DOCUMENT PASSAGE:

——

News:

MASM32 SDK Description, downloads and other helpful links
MASM32.com New Forum Link
masmforum WebSite

Code timing macros

Started by MichaelW, February 16, 2005, 03:21:52 AM

Previous topic - Next topic

stanhebben

I've been doing some experiments with the macros, and I had strange results at times. Some very short tests ended up with negative (!) times - but an empty loop always timed at zero cycles.

Mark Jones

Could it be an artifact from prefecting/caching? If using an AMD, run the app through CodeAnalyst. It can tell you exactly what is going on. :bg

We must realize that even if a spot-on measurement were possible, it is only good for a particular CPU + Mainboard + OS. The numerous combinations of these elements make the test results very specific by nature, so accuracy is partially invalidated anyways. I suspect that a Real-Mode timer might be only marginally better.

Also note, if the timer is not adaptive to a missing stack frame or an unbalanced stack, (say it is a PROC timer but you run it on a stack-frame-less-PROC) it could leave you with negative result. With Michael's code timer I would get a zero or -1 result timing 4 NOPs, even though each should take 0.25 cycle on my CPU, so perhaps something was a little amiss there. Petriozki's routines seem to be rock-stable and quite accurate, have you tried those? :8)
"To deny our impulses... foolish; to revel in them, chaos." MCJ 2003.08

MichaelW

I finally got around to updating the cycle count macros. This time, in an effort to minimize the run to run variation in the cycle counts, instead of returning the average cycle count across the entire loop, I'm returning the lowest count that occurs in a single loop, as Ratch and others here have suggested. Assuming a suitable sample size, for code that executes in less than about 10000 cycles the run to run variation is now near zero. I also corrected the problem with CPUID altering the value in EBX. And because there is no need to calculate an average, there is no FPU code, and no need for EMMS. Everything seems to be working correctly, but I have done only a very limited amount of testing. I added the attachment to the first post in this thread.

eschew obfuscation

Chip


I read with interest this thread concerning timing.   

Seeing that you recently updated your macros,
I ran them on my AMD FX53.

——

LISTED RECORDS:
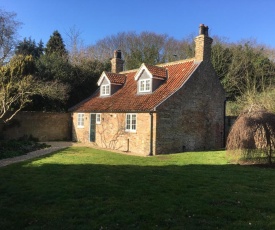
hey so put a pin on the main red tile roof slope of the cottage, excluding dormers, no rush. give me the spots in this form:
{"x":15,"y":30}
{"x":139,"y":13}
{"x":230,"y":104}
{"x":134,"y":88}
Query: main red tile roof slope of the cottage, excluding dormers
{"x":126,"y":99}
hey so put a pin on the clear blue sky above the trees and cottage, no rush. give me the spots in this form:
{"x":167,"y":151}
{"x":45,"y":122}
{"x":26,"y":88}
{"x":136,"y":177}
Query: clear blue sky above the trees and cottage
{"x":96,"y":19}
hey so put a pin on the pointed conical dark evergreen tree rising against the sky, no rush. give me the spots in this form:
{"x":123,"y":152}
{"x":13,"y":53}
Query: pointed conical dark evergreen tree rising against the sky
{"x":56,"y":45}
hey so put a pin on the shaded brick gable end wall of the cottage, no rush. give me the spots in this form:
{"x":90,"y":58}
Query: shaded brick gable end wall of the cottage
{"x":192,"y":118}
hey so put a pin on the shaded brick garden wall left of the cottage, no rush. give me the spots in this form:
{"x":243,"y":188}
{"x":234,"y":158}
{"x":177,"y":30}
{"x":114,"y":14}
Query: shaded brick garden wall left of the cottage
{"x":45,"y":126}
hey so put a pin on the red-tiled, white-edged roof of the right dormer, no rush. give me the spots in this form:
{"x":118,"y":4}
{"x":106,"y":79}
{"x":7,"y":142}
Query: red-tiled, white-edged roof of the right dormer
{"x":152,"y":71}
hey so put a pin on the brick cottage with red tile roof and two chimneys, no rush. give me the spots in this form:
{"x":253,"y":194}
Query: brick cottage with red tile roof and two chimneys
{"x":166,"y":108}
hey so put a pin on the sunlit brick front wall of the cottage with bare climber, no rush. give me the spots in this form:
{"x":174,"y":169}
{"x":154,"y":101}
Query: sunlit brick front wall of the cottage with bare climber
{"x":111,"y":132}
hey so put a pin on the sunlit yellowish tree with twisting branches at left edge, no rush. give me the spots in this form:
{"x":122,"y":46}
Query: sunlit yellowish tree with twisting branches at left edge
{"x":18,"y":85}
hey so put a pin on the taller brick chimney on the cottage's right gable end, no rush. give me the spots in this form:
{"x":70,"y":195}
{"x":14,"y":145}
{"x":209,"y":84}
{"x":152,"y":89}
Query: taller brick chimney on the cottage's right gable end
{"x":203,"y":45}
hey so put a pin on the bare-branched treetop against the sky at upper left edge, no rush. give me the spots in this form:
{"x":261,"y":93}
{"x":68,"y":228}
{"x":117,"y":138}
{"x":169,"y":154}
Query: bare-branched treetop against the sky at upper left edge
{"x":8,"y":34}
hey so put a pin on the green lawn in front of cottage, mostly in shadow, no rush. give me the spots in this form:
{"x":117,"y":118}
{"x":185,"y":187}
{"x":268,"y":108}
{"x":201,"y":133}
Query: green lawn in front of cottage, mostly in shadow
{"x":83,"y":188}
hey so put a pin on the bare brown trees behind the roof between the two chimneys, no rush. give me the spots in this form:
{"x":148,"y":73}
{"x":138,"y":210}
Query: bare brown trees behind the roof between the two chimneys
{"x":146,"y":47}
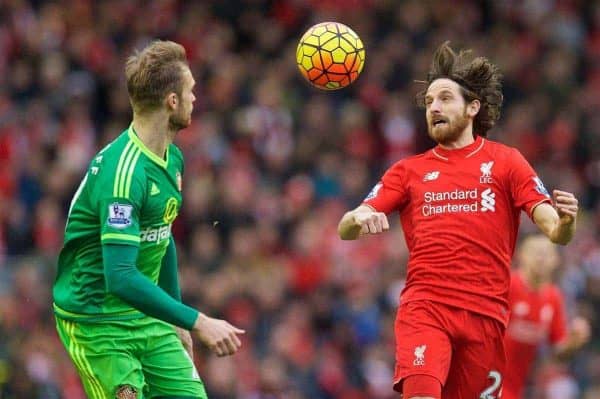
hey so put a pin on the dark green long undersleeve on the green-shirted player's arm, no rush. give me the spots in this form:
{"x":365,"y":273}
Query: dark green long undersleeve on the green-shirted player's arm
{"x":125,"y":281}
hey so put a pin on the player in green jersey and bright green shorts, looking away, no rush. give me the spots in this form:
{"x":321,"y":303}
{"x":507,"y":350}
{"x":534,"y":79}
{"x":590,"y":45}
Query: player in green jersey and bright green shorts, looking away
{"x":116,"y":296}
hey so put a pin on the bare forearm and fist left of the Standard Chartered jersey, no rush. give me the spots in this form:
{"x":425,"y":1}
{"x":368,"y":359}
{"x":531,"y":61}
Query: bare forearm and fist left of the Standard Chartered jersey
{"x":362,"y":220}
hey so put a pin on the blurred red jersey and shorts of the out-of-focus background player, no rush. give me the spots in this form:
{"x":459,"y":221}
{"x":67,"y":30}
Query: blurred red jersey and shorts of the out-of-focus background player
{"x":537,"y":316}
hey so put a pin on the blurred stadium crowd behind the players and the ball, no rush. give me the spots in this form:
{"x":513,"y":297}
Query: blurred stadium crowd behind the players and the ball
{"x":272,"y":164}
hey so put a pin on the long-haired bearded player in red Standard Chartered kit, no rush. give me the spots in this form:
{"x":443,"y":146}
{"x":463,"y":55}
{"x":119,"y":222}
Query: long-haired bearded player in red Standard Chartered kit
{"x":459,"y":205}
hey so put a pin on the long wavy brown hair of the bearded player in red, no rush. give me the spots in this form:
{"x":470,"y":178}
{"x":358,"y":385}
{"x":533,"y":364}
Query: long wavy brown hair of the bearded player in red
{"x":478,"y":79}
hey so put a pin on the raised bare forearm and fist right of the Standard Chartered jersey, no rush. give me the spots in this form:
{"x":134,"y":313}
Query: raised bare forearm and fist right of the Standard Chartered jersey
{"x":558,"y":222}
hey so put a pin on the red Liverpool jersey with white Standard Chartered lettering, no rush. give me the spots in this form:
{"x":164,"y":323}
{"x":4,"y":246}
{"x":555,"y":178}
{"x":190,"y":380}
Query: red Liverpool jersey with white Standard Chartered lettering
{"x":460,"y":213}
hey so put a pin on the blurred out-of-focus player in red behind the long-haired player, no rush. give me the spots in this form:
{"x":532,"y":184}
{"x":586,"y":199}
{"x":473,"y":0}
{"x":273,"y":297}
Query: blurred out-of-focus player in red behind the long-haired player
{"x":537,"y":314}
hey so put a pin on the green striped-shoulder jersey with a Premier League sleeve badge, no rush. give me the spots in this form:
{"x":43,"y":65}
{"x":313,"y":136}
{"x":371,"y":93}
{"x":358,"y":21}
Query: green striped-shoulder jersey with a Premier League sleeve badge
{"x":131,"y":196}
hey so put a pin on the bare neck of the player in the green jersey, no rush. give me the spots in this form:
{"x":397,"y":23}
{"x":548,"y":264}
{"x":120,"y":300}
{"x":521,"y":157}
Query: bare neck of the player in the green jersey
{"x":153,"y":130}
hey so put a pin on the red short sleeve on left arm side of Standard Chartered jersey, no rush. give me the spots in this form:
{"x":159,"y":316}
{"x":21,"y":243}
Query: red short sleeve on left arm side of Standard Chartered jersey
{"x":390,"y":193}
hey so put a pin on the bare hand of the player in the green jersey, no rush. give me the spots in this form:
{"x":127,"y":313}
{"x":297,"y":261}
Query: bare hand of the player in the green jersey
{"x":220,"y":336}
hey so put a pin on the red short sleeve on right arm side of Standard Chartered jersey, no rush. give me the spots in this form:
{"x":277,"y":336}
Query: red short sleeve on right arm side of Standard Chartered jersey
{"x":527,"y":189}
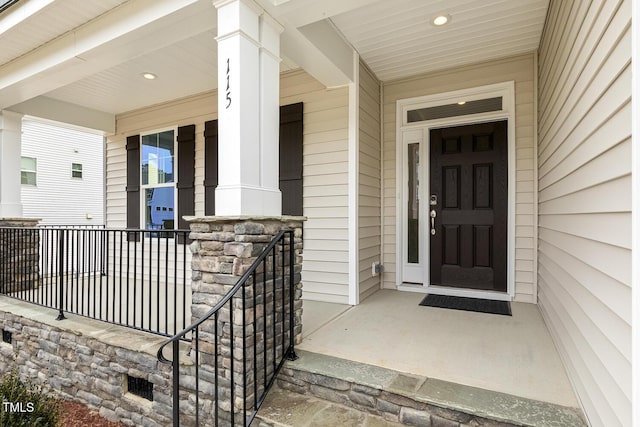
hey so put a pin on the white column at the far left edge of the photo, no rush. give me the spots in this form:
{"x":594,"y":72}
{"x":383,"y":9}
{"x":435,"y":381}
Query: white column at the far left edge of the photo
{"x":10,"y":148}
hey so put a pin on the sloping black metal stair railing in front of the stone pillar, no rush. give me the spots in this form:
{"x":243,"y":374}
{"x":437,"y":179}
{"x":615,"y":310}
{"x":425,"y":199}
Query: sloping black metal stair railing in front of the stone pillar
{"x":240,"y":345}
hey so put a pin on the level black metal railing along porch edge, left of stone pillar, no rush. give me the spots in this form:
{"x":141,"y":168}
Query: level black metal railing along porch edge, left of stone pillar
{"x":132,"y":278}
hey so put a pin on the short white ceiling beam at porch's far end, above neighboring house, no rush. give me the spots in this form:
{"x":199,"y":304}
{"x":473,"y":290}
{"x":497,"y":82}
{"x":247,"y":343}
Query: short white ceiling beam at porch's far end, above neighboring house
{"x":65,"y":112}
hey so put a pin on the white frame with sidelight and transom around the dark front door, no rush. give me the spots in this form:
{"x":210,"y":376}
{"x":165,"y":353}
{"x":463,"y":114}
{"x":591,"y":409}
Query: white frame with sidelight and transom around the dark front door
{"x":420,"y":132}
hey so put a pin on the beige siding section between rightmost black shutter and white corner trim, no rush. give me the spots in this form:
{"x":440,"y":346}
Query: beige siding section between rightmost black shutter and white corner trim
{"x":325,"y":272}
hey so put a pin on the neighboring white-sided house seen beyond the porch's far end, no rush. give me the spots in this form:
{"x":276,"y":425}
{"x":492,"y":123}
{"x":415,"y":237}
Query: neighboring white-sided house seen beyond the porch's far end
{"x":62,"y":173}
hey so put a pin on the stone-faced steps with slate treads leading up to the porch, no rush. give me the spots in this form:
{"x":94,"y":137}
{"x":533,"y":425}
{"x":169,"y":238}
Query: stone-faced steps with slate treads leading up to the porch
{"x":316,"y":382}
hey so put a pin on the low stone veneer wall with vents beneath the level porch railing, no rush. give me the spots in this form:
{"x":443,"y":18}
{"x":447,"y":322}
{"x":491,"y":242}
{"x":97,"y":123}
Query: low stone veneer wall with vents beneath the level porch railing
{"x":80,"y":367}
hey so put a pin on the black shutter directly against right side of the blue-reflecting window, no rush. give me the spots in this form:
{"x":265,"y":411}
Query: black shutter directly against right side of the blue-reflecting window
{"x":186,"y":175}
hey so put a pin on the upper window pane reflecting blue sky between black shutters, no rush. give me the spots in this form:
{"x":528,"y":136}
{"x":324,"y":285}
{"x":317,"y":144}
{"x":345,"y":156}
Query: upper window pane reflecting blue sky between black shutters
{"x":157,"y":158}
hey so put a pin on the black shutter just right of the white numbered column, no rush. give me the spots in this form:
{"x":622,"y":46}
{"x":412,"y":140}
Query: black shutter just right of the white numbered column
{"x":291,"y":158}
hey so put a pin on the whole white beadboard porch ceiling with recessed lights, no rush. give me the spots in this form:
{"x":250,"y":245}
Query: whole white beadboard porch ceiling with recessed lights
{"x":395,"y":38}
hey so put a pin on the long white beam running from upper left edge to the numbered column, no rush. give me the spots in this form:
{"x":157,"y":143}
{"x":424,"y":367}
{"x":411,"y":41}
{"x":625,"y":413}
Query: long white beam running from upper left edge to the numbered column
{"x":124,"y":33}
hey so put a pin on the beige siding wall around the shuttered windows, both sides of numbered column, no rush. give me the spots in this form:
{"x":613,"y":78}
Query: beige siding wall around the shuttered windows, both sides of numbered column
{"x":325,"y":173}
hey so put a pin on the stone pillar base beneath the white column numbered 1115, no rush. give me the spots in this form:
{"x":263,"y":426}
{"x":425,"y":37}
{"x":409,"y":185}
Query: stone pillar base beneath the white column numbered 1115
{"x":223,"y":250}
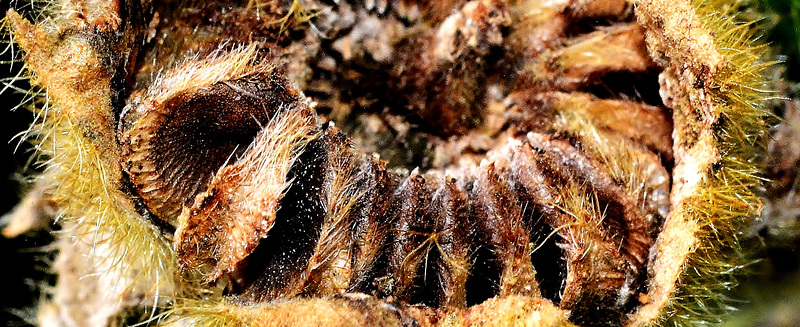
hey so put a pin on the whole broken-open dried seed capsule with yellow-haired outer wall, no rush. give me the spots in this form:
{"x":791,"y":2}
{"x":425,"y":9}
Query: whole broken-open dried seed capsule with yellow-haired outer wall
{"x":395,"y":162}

——

INSTRUCTIONS TO FOLLOW:
Write what comes next in the forum thread about code timing macros, picking up right after its last line. You won't need the entries here.

ANSWER AREA:
Chip


Test.exe

     26 cycles
     26 cycles
   113 ms
   113 ms


C2Test2.exe

     HIGH_PRIORITY_CLASS
     -168 cycles, empty
     0 cycles, mov eax,1
     2 cycles, mov eax,1 mov eax,2
     1 cycles, nops 4
     -166 cycles, mul ecx
     0 cycles, rol ecx,32
     4 cycles, rcr ecx,31

However, this second program crashed.  I tried to get the debug
information to no avail.  However, it did display  the following info:

AppName: c2test2.exe    AppVer: 0.0.0.0    ModName: c2test2.exe
ModVer: 0.0.0.0    Offset: 00001a20
I am on Skype under my email address!

MichaelW

Thanks for testing. The test app was intended to test the worst-case functionality. In my view it is not reasonable to expect meaningful clock cycle counts for an instruction or instruction sequence that executes in less than a few clock cycles because:

The test is running in a multitasking environment where context switches cannot be avoided.

The timed instructions cannot, in general, be completely isolated from the timing instructions.

The counter has a resolution of one clock cycle.

On my system I do see an occasional negative count, but generally only for instructions or instruction sequences that otherwise execute in a small number cycles, and I decided that eliminating them was not worth the effort.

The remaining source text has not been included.